# TASK DETAILS:
Reproduce the records from the line with "object_query = green foliage" to the line with "left=262, top=284, right=390, bottom=405", both included, and shift every bounding-box coordinate in the answers up by 67. Leave all other lines, including the format and sample lines, unchanged.

---- RECORDS SUPPLIED

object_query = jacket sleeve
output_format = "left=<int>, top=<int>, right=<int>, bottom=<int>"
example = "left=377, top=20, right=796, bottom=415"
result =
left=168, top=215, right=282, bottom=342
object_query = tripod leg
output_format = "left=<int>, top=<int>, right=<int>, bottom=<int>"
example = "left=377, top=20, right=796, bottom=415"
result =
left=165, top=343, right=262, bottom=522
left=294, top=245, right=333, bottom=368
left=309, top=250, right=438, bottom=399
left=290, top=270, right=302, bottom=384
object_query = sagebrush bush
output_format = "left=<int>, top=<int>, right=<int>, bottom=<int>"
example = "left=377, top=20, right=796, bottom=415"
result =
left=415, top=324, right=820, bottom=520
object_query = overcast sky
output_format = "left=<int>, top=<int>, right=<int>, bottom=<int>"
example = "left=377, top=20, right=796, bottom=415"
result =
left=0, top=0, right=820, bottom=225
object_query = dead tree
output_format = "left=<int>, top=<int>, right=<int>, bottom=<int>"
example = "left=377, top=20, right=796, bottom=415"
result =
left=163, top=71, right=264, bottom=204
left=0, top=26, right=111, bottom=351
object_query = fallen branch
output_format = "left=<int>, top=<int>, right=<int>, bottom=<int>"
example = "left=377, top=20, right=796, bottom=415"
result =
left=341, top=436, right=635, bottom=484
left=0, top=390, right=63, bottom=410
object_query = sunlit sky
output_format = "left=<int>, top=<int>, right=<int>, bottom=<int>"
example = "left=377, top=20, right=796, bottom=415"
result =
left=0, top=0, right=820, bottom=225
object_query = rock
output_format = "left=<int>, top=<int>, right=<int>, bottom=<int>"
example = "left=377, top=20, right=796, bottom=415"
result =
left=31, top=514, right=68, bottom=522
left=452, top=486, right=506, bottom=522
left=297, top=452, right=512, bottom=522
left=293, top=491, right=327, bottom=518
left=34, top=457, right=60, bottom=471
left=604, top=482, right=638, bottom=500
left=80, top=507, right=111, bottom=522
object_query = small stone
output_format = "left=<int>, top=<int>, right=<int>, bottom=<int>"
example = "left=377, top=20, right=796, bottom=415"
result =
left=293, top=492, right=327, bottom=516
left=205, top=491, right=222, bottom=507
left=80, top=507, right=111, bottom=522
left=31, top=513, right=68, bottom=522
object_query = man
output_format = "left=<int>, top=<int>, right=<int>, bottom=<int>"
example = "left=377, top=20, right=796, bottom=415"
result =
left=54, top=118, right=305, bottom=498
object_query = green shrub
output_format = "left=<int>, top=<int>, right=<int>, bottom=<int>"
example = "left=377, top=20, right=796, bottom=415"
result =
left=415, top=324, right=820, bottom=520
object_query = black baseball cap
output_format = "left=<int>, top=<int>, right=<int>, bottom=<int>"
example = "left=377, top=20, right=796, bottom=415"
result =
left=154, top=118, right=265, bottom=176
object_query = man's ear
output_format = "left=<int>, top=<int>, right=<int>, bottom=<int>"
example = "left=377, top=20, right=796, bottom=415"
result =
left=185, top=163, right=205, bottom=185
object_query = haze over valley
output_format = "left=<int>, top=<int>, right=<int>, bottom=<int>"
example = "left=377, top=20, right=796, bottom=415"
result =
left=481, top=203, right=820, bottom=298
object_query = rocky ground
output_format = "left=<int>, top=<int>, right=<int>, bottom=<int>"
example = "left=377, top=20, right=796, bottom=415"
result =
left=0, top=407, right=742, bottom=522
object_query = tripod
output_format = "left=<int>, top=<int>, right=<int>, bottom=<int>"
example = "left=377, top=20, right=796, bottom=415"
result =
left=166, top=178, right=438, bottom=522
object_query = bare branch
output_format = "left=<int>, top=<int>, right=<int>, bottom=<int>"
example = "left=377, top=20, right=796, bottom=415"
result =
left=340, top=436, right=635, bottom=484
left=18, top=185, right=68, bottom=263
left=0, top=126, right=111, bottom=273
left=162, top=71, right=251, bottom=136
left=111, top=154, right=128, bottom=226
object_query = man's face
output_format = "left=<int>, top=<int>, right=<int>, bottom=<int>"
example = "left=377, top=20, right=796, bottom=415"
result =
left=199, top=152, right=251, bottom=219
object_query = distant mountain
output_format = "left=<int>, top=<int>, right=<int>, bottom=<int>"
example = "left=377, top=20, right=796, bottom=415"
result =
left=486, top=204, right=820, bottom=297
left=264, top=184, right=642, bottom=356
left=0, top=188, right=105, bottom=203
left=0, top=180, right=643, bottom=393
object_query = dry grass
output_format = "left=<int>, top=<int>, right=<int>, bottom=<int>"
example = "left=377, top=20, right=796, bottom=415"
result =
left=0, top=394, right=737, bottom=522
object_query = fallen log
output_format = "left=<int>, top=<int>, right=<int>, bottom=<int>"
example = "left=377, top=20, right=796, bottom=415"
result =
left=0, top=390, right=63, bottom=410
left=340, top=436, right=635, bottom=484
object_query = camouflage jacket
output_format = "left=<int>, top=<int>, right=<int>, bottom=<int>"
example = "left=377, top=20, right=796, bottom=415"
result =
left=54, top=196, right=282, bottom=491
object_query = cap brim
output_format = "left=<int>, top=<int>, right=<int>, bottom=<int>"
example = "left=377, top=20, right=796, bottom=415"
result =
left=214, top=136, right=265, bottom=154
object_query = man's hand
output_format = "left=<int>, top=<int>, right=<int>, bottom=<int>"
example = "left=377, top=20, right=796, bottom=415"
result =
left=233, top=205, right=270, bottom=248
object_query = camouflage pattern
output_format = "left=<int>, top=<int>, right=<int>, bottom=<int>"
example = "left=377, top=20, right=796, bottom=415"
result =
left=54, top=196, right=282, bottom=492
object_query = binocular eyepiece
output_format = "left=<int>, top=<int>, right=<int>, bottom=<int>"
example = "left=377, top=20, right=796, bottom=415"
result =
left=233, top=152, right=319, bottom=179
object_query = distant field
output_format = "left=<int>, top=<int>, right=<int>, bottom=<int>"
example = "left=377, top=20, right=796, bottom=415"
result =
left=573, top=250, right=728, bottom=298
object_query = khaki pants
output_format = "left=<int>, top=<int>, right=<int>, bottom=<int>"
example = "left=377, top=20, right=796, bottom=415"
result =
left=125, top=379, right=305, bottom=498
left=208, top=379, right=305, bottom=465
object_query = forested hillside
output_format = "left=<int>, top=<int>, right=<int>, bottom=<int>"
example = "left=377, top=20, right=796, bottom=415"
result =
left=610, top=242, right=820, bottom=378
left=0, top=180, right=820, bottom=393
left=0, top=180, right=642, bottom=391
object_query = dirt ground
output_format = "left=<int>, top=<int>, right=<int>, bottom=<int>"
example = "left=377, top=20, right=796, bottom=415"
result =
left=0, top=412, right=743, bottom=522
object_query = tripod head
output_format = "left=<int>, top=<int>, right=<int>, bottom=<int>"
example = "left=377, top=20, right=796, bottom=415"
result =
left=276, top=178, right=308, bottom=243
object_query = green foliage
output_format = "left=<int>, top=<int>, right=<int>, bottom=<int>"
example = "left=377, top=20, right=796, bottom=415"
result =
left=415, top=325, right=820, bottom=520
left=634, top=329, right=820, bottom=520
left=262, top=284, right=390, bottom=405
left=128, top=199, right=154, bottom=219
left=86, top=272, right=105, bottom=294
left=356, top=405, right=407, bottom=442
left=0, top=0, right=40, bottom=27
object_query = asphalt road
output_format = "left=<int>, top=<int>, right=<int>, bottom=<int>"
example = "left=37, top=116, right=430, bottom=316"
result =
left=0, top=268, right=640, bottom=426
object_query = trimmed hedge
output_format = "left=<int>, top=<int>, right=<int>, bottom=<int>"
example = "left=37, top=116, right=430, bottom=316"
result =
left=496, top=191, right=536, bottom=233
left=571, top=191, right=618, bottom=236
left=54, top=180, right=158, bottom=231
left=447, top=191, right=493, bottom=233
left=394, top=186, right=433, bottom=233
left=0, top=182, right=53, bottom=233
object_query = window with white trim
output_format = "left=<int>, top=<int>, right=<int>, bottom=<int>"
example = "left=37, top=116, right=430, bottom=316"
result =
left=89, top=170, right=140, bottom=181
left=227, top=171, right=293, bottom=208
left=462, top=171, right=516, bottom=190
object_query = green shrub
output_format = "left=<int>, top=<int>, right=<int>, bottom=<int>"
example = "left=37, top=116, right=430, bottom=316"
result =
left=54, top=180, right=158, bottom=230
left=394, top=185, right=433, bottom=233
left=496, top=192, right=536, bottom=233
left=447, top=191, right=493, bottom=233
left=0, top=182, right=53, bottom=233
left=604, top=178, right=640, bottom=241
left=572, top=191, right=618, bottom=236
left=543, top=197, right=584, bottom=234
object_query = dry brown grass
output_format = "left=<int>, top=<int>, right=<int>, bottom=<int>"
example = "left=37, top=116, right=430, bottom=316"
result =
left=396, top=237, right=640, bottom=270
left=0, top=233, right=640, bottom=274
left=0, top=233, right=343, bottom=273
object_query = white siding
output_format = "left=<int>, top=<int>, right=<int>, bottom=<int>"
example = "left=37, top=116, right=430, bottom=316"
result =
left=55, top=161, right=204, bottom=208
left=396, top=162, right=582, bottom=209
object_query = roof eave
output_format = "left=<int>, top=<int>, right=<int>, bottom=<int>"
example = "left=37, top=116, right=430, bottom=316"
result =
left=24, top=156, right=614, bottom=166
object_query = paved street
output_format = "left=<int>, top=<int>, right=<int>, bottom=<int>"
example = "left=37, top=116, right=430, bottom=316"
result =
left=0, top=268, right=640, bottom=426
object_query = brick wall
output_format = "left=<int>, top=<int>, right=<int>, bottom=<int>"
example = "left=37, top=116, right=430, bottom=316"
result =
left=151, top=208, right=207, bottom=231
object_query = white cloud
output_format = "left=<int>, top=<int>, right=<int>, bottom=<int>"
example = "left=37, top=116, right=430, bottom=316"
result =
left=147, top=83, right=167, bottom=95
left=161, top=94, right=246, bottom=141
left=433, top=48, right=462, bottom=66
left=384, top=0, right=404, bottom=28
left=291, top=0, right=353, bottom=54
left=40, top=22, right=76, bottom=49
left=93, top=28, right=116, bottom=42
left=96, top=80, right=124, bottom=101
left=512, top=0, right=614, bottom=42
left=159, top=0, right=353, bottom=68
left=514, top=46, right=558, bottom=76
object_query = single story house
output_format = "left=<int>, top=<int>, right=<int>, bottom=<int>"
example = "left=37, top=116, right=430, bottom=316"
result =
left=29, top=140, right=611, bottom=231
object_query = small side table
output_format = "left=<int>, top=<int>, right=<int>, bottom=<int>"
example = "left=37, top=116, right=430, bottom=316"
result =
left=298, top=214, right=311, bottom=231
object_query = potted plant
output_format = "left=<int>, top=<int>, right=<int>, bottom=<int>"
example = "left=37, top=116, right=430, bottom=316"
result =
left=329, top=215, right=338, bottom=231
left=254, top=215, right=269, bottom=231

--------

# REPLY TO THE EXERCISE:
object_query = green foliage
output_format = "left=<int>, top=<int>, right=<int>, bottom=<int>"
example = "left=377, top=20, right=796, bottom=415"
result =
left=482, top=392, right=887, bottom=587
left=701, top=396, right=887, bottom=587
left=329, top=351, right=457, bottom=472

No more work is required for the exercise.